***** Record extracts *****

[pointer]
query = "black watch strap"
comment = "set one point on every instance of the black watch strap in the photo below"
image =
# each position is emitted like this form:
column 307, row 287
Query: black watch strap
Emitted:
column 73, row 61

*****

-- Work to do --
Can you retype all of the data above, line for line, with no changes?

-- Written solution --
[pointer]
query = "black watch strap"
comment = "set one point on every instance of the black watch strap in the photo below"
image =
# each position is emitted like this form:
column 307, row 287
Query: black watch strap
Emitted:
column 73, row 61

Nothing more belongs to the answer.